-- start DATA FOR PROCESSING --

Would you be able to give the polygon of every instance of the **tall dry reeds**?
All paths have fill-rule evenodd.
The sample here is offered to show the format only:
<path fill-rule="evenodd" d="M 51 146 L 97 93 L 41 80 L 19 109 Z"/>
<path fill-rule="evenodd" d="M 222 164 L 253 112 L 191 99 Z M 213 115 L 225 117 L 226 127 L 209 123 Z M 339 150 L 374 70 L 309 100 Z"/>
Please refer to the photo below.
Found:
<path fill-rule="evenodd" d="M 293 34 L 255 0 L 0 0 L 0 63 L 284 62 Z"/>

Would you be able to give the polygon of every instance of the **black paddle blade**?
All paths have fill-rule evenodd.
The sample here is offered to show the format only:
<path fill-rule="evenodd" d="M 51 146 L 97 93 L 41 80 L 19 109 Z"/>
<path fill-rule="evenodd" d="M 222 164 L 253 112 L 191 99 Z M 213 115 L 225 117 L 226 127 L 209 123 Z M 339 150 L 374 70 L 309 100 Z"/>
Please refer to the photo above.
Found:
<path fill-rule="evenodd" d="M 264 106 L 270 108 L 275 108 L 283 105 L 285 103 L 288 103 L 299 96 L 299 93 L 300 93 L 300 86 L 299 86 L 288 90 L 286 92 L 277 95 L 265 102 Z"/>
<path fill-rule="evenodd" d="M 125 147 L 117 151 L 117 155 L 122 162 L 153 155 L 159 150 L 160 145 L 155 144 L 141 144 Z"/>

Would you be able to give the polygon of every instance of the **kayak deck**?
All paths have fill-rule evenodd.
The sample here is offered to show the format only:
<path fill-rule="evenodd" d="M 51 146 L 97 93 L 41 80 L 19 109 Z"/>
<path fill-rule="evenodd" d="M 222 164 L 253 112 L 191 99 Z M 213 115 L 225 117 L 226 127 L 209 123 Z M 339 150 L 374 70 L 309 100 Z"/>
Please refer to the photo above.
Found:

-- end DATA FOR PROCESSING --

SET PROBLEM: Revise the material by replacing "Would you be able to give" with "Can you supply" everywhere it appears, and leave everything else unchanged.

ANSWER TO THIS TASK:
Can you supply the polygon of every instance of the **tall dry reeds**?
All paths have fill-rule evenodd.
The sample here is offered to show the format only:
<path fill-rule="evenodd" d="M 51 146 L 97 93 L 41 80 L 19 109 Z"/>
<path fill-rule="evenodd" d="M 222 164 L 253 112 L 191 99 Z M 213 115 L 225 117 L 226 127 L 209 123 Z M 339 150 L 374 70 L 309 100 Z"/>
Please refer to the photo below.
Found:
<path fill-rule="evenodd" d="M 293 34 L 255 0 L 0 0 L 0 63 L 284 62 Z"/>

Can you supply the polygon of every instance of the **black paddle blade**?
All paths have fill-rule evenodd.
The sample here is offered to show the format only:
<path fill-rule="evenodd" d="M 51 146 L 97 93 L 41 80 L 19 109 Z"/>
<path fill-rule="evenodd" d="M 222 164 L 253 112 L 191 99 Z M 213 115 L 225 117 L 226 127 L 209 123 Z M 339 150 L 374 70 L 309 100 Z"/>
Please refer to the photo above.
Found:
<path fill-rule="evenodd" d="M 264 106 L 270 108 L 275 108 L 283 105 L 285 103 L 288 103 L 299 96 L 299 93 L 300 93 L 300 86 L 299 86 L 288 90 L 286 92 L 277 95 L 265 102 Z"/>
<path fill-rule="evenodd" d="M 125 147 L 117 151 L 117 155 L 122 162 L 153 155 L 159 150 L 160 145 L 155 144 L 141 144 Z"/>

Can you supply the polygon of every instance of the **kayak deck**?
All paths have fill-rule evenodd.
The sample here is offered to show the format only:
<path fill-rule="evenodd" d="M 51 146 L 97 93 L 41 80 L 19 109 Z"/>
<path fill-rule="evenodd" d="M 222 164 L 253 112 L 191 99 Z M 213 115 L 225 117 L 226 127 L 209 123 Z M 339 150 L 374 70 L 309 100 Z"/>
Please refer to the photo above.
Found:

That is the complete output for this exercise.